Do this
Would it be possible to quote, exactly and in full, the lines from the one with "indicate the braided" through the end of the entries below?

Supplied information
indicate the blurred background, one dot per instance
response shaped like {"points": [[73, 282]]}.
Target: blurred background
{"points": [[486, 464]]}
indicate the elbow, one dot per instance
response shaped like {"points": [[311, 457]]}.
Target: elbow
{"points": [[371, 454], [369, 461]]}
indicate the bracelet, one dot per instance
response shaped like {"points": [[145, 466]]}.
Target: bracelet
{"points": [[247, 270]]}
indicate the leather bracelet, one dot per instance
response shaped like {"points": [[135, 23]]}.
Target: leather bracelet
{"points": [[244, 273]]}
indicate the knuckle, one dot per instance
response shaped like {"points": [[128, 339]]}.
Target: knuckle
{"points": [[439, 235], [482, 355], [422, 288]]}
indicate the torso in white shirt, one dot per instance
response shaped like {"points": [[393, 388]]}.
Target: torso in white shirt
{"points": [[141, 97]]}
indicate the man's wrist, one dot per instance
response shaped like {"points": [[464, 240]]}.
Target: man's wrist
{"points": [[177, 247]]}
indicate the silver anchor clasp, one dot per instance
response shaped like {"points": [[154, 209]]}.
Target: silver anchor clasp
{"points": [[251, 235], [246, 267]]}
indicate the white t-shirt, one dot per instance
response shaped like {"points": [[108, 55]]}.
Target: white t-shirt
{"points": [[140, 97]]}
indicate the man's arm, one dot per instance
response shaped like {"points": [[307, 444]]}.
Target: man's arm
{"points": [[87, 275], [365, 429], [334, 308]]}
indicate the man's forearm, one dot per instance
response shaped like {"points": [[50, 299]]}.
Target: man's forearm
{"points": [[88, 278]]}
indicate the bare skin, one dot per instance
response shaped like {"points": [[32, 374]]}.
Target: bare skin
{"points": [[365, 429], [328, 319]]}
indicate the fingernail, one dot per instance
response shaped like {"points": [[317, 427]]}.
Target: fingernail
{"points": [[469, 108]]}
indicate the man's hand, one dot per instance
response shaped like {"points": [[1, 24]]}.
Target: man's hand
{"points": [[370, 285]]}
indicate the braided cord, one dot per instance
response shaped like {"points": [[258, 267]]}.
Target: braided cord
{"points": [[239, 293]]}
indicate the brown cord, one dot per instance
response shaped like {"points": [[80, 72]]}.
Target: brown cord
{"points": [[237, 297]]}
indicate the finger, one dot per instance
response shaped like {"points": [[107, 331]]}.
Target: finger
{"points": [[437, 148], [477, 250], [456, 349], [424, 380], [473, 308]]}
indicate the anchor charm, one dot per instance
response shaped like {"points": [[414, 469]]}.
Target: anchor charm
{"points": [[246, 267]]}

Correct result
indicate the braided cord, one dot per instance
response shaped like {"points": [[258, 267]]}.
Target: braided cord
{"points": [[239, 293]]}
indicate the brown cord, one dot per instance
response shaped like {"points": [[80, 72]]}.
Target: brown cord
{"points": [[237, 297]]}
indicate the finger, one dot per instance
response shaped like {"points": [[107, 331]]}.
Target: finger
{"points": [[437, 148], [477, 250], [456, 349], [424, 380], [473, 308]]}
indicate the anchor charm, one dot per instance
response shaped like {"points": [[414, 469]]}.
Target: anchor charm
{"points": [[246, 267]]}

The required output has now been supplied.